# Entries from a pointing dataset
┌──

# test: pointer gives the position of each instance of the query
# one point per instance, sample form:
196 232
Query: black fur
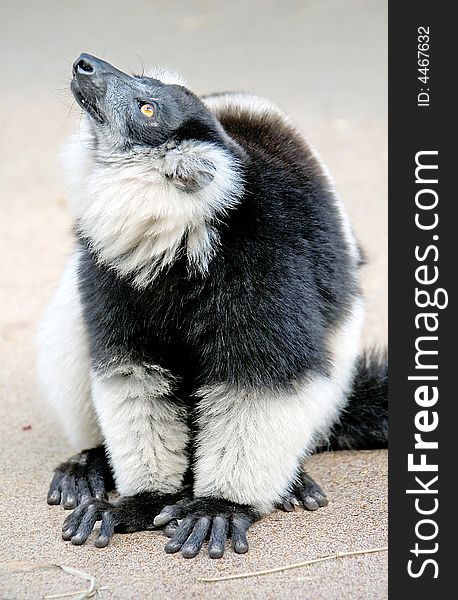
282 278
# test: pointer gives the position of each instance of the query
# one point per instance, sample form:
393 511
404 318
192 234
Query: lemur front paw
206 518
84 476
305 492
129 514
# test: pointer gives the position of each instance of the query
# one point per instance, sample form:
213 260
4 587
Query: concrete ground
324 62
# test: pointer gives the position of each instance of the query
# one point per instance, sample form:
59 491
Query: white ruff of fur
134 208
251 442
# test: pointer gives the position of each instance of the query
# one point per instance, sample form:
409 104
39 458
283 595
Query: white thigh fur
251 442
145 434
63 361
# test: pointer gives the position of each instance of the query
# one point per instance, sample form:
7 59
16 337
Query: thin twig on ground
90 592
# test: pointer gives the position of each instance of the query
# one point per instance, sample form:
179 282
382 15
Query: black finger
239 530
54 488
83 491
313 490
173 511
72 522
194 543
69 499
180 535
86 525
106 530
97 486
170 528
218 537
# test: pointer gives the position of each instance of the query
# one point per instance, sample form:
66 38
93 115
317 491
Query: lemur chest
128 324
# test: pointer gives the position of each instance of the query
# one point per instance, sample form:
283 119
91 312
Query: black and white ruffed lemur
203 340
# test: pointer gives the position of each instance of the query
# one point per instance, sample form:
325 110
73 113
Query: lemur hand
305 492
129 514
84 476
203 518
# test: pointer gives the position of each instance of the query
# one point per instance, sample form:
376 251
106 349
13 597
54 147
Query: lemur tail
363 423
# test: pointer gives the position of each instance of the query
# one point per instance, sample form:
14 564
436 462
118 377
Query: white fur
145 433
263 108
135 209
250 443
63 361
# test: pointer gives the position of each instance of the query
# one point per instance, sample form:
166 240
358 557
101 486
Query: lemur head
138 110
151 171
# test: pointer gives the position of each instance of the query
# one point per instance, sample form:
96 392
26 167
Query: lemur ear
188 168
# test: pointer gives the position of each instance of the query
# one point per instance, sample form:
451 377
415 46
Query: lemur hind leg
214 519
84 476
129 514
146 436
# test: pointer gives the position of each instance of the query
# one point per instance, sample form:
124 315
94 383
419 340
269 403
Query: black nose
83 66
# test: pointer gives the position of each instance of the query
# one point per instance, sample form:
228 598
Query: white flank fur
146 435
134 208
63 362
251 443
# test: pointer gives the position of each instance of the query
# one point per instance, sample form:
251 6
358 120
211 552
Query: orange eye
147 109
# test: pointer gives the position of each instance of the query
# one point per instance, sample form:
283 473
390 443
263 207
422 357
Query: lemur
204 337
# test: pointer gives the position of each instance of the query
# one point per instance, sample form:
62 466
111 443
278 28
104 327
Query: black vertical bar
422 118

└──

# Task directions
Which lines in the listing above contain the word "white"? Pick out each of them and copy it.

# Complete output
Query: white ruff of fur
Query: white thigh fur
Query: black and white ruffed lemur
Query: white fur
Query: white flank fur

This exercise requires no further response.